------ MATERIAL SUPPLIED
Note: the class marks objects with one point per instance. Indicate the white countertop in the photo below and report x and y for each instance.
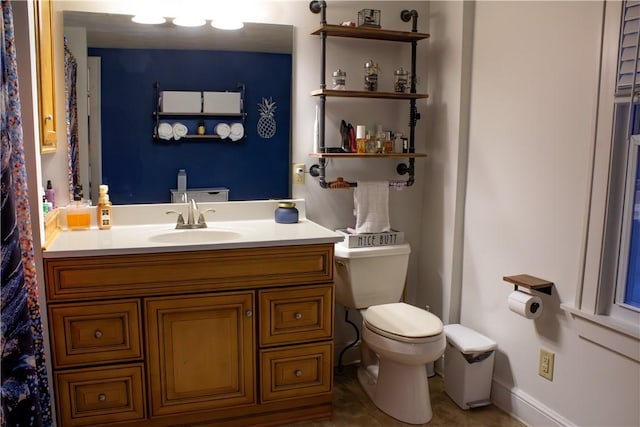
(139, 226)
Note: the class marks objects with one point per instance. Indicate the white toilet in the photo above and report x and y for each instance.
(398, 339)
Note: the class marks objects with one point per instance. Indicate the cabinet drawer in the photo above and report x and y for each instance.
(90, 333)
(297, 371)
(296, 315)
(87, 397)
(86, 278)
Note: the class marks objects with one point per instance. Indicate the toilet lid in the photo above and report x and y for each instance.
(403, 320)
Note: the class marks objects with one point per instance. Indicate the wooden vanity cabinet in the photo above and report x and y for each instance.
(224, 337)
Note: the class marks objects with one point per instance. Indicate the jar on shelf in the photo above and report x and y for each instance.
(401, 80)
(286, 213)
(339, 79)
(371, 70)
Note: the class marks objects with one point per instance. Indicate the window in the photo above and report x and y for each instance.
(607, 307)
(623, 229)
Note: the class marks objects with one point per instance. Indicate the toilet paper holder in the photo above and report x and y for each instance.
(530, 282)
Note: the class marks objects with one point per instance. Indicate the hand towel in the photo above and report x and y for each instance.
(179, 130)
(237, 131)
(223, 130)
(165, 131)
(371, 206)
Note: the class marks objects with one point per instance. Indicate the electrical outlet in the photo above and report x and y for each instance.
(297, 172)
(545, 369)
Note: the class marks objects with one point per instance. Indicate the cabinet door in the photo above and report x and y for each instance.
(200, 352)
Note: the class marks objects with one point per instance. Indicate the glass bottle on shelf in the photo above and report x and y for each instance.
(401, 80)
(371, 70)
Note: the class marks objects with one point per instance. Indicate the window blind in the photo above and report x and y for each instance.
(629, 41)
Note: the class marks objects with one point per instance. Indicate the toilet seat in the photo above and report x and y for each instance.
(403, 322)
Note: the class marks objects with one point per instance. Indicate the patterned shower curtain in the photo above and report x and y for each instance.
(24, 391)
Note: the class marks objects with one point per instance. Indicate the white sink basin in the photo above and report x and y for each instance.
(202, 235)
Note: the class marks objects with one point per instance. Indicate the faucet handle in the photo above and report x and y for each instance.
(201, 220)
(180, 217)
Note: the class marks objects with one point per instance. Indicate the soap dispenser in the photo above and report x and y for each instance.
(104, 208)
(78, 214)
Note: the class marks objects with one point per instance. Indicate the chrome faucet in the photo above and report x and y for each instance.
(192, 213)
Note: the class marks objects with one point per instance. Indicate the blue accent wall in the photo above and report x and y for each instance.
(139, 169)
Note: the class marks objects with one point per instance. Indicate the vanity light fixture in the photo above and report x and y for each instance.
(227, 24)
(188, 21)
(148, 19)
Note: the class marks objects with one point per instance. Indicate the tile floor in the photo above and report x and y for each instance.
(352, 408)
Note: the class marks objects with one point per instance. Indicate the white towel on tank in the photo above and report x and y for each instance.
(371, 206)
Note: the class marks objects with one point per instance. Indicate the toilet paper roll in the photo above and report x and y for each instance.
(526, 305)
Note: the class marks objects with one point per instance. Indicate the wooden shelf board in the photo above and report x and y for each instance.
(367, 94)
(530, 282)
(212, 115)
(366, 155)
(369, 33)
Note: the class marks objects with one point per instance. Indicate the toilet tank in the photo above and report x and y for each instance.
(370, 276)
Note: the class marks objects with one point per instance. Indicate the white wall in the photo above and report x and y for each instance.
(533, 103)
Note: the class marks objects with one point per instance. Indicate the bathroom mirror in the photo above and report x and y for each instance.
(126, 59)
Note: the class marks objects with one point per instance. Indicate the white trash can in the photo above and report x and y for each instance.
(468, 366)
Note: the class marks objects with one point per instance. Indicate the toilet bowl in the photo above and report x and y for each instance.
(400, 340)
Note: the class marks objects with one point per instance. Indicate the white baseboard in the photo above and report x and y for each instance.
(525, 408)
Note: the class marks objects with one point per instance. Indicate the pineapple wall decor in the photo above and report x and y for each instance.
(267, 122)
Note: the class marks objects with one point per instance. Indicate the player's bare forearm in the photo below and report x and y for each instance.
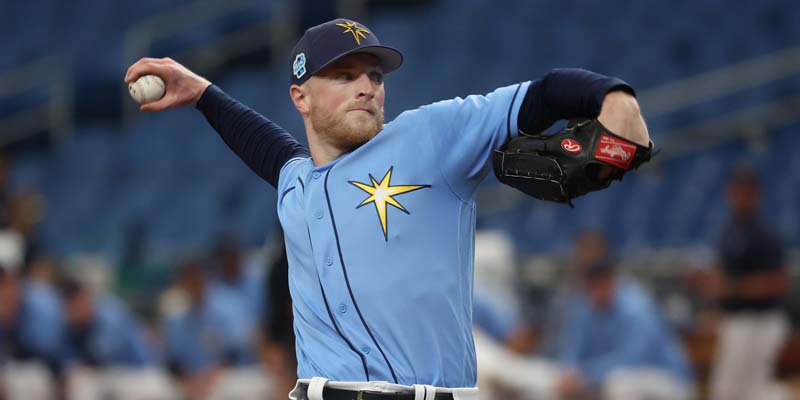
------------
What is needed is a word-for-word restatement of the entries, minus any pictures.

• SOLUTION FOR THIS EXERCISE:
Note: the class marks objects with one point per instance. Indicate the white countertop in the photo below and report x and y for each instance.
(139, 226)
Note: the class marks objects with one point per instance. Indicate the white toilet in the photo above and report x and y for each instance.
(398, 339)
Note: the class marks objects with one point per instance. Indicate the cabinet drawer in the photo above and report x and y for each instance.
(90, 333)
(297, 371)
(296, 315)
(87, 397)
(86, 278)
Note: the class marks objects with one point per instance. Indicate the toilet lid in the photo above and report x and y for each instance.
(403, 320)
Note: the class marks objects with one point per instance. Indicate the wooden vanity cabinet in the photo above and report x and y for each instance.
(224, 337)
Note: the class marks objects with one point per instance. Indicate the jar on shelf in the photo above and report x and y for each instance.
(401, 80)
(286, 213)
(339, 79)
(371, 70)
Note: the class marks objects with one point per instance. Indicate the window in the photo above and report x and y for each instance.
(607, 307)
(623, 229)
Note: the class marks objects with one point per instance. Indicate the toilet paper holder in the photo above and report x and y for each instance.
(530, 282)
Note: the class marks objects with one point per instance. Indicate the hand towel in the photo above and report x and y for each instance.
(179, 130)
(237, 131)
(223, 130)
(165, 131)
(371, 206)
Note: the class marks objects with one point per instance. Indicate the electrical outlet in the photo above and report x and y for each instance.
(297, 172)
(545, 369)
Note: the class marks objects with one point per instance. Indicate the cabinet door in the photo above and report x and y for each instance.
(200, 352)
Note: the class marks objects with one point per instance. Indicate the glass bottle on shelf in the photo above and report x and y for each instance.
(401, 80)
(371, 70)
Note: the class marks objects with one point per instance. Indicate the window blind in the photo above and report x and y for each instance.
(629, 41)
Note: the class marks objects with one point per instance. Indicate the toilet seat in the photo above and report x and y for each instance.
(403, 322)
Note: the class marks objects with one point per instance. Indicate the patterned shower curtain in the photo above and report x and y for each instance.
(24, 391)
Note: the class marks objects with one point per instance. Indicate the white sink basin in the photo above and report x and y for each instance.
(202, 235)
Note: the class marks objects with one point per instance. Indicate the faucet handle in the photo above and report x and y for each instance.
(201, 220)
(180, 217)
Note: the class marks objects with one point per instance. Indicate the soap dispenser in the photo above and report x and y for each instance.
(104, 208)
(78, 214)
Note: the class marks objects with one point per instance. Indicate the chrome faucet in the photo above and report x and y for each instance.
(192, 213)
Note: the class marks objects with one point per instance. Indicate the blue accent wall in the photo above and report x and y for each instance.
(139, 169)
Note: the class marks objects with one point per instance. Indicate the vanity light fixture in the photo above and report x and y for each instance.
(227, 24)
(188, 21)
(148, 19)
Note: the class marks objects with one point per instance. Indicate the tile floor in the photo above and report x and y for each instance.
(352, 408)
Note: the class marks objects with one point per instance. Indicate the white towel on tank in the photo above and report x and y for each instance.
(371, 206)
Note: the class marks objects with one point per instance. Indicate the toilet paper roll in the photo above and report x and y for each instance.
(526, 305)
Note: the class marks objects with one point per instance. Indicate the wooden shelf board in the photo above and report x and y for each instance.
(367, 94)
(530, 282)
(212, 115)
(366, 155)
(369, 33)
Note: the class marks objects with one point per instance. Indicate the toilet tank in the photo above and report x and y for each instance.
(370, 276)
Note: the class marks objects with one point per instance. Indicate the white wall in the photo above and report x and y for each instance.
(533, 103)
Note: the class marks objects with one point per instance. Indicate the bathroom mirror in the photo above and report x and y for each instance.
(126, 59)
Note: the class marks objects with one point per instance. Indicate the white trash can in the photo above and report x and y for each instance.
(468, 366)
Note: the class marks objects with one point per instance. Indicate the toilet bowl in the photo above and report x and y for each instance.
(400, 340)
Note: the class marks objects with one point per instance. Indicate the white baseboard in the photo above and report x and y for each instance.
(525, 408)
Note: the class marks objects with one point per instance. Indicate the pineapple wall decor in the photo above and report x and y for each instance.
(267, 122)
Note: the class marks objects with one point per instance. Indicate the player's bare forearm in the photo below and report x and y for each instance.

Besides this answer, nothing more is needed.